• **Text under study**
Canticle of Canticles

“Open to me…
My love, my dove, my perfect one;
For my head is wet with dew,
My locks with the drops of the night.”
I had put off my garment, how could I put it on?
I had bathed my feet, how could I soil them?
My beloved put his hand to the latch,
And my heart was thrilled within me.
I arose to open to my beloved,
And my hands dripped with myrrh,
My fingers with liquid myrrh,
Upon the handles of the bolt.
I opened to my beloved,
But my beloved had turned and gone.
My soul failed me when he spoke.
I sought him, but found him not;
I called him, but he gave no answer.
The watchmen found me,
As they went about in the city;
They beat me,
They wounded me,
They took away my mantle,
Those watchmen of the walls.

• **Problem details**
List every name the speaker uses for the one addressed in the quoted words that open the Canticle of Canticles excerpt.

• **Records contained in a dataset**
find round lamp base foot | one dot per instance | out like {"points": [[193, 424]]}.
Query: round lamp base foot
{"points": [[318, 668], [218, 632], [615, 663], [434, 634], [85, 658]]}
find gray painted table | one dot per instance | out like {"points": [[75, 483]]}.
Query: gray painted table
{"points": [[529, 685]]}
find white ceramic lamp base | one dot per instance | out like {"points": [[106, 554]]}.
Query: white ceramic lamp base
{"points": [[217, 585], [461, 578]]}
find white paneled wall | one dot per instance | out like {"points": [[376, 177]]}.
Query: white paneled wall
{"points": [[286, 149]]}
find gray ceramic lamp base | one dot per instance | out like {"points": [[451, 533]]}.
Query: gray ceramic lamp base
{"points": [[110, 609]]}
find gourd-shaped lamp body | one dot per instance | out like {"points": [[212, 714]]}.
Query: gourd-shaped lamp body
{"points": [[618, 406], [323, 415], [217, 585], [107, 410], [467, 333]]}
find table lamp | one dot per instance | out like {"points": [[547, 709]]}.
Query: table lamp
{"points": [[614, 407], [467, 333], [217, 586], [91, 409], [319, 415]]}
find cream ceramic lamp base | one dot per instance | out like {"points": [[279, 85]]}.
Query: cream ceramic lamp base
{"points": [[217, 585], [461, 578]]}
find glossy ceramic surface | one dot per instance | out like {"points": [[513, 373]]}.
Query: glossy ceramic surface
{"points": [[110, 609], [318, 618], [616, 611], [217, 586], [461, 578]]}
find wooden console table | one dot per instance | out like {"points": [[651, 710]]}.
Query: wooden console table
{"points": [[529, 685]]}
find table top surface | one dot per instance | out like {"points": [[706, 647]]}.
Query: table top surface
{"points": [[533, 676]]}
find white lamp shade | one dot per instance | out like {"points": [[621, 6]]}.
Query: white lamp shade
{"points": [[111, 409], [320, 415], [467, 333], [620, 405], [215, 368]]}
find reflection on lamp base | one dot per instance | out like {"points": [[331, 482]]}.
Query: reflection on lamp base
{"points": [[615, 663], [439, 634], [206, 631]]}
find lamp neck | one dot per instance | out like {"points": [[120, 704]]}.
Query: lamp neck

• **Exercise solution**
- my love
- my dove
- my perfect one